Collected data:
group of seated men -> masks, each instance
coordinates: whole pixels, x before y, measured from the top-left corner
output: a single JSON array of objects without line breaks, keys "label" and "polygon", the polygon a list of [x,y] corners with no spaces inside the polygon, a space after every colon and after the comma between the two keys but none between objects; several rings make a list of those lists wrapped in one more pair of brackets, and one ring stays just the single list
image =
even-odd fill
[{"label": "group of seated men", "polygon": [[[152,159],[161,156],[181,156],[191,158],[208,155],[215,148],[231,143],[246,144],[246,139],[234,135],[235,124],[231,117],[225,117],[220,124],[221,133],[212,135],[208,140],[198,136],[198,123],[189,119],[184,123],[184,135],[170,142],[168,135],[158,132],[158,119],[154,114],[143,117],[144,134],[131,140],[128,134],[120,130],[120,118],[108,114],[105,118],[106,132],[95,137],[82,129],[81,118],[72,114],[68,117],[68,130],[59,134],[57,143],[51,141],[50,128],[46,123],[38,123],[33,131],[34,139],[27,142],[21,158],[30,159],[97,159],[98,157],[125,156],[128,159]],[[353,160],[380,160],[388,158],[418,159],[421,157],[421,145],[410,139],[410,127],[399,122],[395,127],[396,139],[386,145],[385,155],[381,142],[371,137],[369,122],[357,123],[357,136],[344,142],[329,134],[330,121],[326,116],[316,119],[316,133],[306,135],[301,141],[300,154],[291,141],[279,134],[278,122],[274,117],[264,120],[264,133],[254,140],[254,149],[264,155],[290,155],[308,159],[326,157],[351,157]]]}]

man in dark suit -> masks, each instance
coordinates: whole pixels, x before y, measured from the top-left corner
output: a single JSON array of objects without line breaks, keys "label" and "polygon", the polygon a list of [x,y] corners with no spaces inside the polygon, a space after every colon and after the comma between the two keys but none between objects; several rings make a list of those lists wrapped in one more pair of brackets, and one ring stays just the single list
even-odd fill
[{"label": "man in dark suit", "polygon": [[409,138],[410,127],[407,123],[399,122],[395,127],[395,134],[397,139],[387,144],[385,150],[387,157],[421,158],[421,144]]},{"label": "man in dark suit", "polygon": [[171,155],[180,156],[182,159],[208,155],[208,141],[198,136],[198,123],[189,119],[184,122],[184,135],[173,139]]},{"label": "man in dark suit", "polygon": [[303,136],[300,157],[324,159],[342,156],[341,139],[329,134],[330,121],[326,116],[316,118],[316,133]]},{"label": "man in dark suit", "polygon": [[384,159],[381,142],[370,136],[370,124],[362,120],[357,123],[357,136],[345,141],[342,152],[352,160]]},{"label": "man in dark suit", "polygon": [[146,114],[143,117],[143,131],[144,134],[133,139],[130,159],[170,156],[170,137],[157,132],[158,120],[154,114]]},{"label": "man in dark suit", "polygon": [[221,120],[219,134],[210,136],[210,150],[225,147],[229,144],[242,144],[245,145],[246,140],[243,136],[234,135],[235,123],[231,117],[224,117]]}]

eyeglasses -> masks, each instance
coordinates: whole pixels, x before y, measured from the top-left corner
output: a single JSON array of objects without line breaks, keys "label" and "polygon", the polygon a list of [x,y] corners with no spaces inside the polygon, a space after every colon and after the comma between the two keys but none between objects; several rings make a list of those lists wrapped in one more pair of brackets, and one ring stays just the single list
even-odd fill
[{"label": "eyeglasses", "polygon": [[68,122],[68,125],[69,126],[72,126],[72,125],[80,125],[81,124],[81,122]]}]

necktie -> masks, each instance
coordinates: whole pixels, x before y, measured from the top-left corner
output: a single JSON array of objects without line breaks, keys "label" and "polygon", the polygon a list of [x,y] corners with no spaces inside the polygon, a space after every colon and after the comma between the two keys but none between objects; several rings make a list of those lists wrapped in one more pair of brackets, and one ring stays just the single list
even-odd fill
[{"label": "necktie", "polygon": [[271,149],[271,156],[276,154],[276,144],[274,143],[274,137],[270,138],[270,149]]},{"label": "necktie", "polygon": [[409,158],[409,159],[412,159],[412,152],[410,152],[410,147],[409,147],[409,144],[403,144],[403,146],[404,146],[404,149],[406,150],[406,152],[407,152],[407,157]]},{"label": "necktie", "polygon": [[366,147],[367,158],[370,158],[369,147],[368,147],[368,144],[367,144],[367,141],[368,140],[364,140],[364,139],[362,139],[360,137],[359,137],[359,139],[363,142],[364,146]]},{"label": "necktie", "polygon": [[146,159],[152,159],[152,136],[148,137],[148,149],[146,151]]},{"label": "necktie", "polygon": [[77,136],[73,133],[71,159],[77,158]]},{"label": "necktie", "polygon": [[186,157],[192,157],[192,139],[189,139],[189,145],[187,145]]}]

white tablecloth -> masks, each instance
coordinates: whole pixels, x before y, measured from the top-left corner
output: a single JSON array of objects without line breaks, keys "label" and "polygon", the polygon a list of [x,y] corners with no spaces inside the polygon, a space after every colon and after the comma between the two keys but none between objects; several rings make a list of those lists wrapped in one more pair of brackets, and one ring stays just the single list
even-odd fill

REQUIRED ACTION –
Your answer should be all lines from the data that contain "each".

SOLUTION FOR THIS PROBLEM –
group of seated men -> masks, each instance
man in dark suit -> masks, each instance
eyeglasses -> masks, each instance
necktie -> masks, each instance
white tablecloth -> masks, each instance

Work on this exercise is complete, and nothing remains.